> PROBLEM DESCRIPTION
Gather every line in the records that contains "before". Case counts.

> DATA FOR THIS EXERCISE

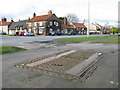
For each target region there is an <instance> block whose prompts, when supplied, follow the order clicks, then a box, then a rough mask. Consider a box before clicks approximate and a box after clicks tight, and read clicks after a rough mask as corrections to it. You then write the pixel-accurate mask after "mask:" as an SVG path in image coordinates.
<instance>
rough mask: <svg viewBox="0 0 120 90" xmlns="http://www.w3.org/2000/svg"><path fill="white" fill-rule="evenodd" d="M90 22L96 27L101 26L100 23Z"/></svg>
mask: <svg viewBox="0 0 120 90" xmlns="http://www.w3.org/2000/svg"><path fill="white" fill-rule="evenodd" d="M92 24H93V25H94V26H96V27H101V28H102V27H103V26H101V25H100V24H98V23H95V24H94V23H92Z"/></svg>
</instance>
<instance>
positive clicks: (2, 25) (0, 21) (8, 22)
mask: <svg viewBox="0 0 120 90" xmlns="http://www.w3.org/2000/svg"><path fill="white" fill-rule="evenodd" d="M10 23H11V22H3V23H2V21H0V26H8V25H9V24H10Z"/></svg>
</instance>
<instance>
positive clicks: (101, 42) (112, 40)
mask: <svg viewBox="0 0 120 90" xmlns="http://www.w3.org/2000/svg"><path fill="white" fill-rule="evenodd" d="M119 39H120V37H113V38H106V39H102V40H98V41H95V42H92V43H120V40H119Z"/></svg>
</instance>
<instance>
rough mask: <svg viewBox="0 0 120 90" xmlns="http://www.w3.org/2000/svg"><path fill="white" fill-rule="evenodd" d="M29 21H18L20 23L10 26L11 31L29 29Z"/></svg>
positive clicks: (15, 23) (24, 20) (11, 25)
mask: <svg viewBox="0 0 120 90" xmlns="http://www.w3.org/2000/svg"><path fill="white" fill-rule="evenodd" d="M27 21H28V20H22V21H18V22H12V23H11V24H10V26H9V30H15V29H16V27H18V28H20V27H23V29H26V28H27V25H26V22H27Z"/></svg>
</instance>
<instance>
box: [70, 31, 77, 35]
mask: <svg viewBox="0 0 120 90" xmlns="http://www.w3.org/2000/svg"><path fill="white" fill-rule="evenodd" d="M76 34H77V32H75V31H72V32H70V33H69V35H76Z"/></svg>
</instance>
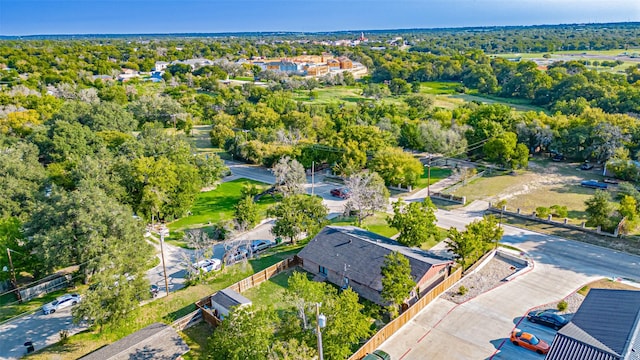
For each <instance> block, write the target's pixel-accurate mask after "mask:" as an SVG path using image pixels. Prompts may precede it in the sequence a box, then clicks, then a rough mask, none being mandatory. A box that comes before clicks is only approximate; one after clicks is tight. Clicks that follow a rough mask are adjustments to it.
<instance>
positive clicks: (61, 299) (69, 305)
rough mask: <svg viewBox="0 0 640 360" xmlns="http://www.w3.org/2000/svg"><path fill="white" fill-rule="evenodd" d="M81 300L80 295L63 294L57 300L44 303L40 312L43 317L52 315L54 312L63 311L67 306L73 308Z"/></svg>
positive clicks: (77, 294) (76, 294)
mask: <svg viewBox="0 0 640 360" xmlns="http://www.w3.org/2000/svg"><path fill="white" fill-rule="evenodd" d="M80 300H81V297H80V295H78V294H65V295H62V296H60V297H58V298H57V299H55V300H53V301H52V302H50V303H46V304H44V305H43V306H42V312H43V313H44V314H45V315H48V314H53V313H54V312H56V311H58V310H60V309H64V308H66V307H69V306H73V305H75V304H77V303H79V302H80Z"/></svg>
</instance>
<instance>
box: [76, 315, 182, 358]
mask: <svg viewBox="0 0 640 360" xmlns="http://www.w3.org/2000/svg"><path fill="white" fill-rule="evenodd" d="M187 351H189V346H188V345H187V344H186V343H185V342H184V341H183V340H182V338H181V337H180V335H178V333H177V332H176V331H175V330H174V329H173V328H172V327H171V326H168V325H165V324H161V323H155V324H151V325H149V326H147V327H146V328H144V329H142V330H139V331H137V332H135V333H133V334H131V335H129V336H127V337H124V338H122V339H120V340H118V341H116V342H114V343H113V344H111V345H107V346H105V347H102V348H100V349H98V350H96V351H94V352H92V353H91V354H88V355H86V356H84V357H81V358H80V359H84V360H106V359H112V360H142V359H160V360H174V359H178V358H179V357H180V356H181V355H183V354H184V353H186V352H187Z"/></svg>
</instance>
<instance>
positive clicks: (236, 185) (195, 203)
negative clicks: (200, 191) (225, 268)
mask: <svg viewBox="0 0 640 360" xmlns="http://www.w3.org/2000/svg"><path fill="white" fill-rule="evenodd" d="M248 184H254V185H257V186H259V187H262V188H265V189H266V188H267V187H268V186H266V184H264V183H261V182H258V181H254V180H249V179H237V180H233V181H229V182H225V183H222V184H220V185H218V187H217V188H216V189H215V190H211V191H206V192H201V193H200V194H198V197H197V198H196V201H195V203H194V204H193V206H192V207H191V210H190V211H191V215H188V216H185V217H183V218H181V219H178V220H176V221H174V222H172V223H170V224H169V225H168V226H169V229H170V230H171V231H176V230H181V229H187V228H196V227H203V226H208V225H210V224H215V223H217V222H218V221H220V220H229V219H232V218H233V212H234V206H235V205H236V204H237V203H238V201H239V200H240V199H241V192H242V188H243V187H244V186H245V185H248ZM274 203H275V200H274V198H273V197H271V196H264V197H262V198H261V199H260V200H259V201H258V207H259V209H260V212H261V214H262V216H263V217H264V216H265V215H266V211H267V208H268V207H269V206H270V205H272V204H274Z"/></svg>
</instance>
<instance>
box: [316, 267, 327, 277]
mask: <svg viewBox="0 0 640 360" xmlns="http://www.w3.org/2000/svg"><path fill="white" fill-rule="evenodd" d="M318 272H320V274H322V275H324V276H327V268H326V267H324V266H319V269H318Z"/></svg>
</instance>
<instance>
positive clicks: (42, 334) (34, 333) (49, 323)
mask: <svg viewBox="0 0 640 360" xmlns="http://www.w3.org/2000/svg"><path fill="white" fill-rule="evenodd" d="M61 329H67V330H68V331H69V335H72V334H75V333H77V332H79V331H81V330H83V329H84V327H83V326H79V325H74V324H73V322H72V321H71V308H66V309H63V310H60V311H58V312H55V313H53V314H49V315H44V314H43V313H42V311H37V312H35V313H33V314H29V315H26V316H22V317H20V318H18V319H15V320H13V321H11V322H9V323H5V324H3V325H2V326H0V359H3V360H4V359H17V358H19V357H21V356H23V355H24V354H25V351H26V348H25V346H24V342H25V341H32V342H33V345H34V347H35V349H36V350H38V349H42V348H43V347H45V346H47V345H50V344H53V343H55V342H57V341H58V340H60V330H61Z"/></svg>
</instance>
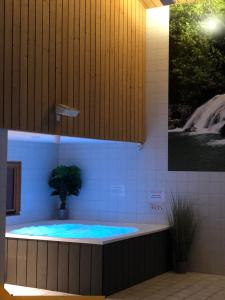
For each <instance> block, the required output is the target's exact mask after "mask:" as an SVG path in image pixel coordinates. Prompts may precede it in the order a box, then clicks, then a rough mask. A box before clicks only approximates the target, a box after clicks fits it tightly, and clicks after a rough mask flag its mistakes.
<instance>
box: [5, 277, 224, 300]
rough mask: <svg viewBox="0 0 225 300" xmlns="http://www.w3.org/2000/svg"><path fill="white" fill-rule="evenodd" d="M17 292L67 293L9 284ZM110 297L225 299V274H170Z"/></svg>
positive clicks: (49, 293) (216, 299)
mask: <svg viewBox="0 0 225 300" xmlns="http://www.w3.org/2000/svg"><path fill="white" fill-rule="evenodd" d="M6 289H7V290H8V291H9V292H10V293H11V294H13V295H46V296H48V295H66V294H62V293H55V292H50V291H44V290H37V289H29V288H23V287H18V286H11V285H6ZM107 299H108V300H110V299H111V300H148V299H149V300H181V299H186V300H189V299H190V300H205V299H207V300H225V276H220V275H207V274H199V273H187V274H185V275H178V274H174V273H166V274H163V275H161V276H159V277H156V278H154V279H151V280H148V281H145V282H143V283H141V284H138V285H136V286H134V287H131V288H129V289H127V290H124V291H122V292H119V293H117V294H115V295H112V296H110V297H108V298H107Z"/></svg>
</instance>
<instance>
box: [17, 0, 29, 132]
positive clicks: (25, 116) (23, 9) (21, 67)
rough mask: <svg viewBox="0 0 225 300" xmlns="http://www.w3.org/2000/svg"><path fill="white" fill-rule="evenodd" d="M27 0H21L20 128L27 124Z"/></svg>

> RESPONSE FOR THIS EXERCISE
For each target region there is an <instance> block whose prompts, when supplied, follow the order clicks, then a box, then a rough mask. Consider a box before clicks approximate and a box after clicks tight, and read clicks after a rough mask as corrections to it. You then write the pixel-accurate mask after "mask:" as an SVG path in image coordinates.
For each <instance> block, write the target's pixel-accurate mask after "mask:" as an SVG path using image pixels. Prompts may precede it in the sequence a box, then clicks, then a rough mask, none being mandatory. A box that comes before clicks is only approximate; one after clicks is tight. Clicks that follow a rough mask are adjustments to it.
For each <instance> block, the required output is the target's exact mask after "mask:" as an SVG path in image pixel coordinates. Prompts may precede it in the order a box, then clicks, then a rough mask. A box before clicks only approximates the target, a box after clicks fits it tightly, and clicks after a rough mask flag its mistakes.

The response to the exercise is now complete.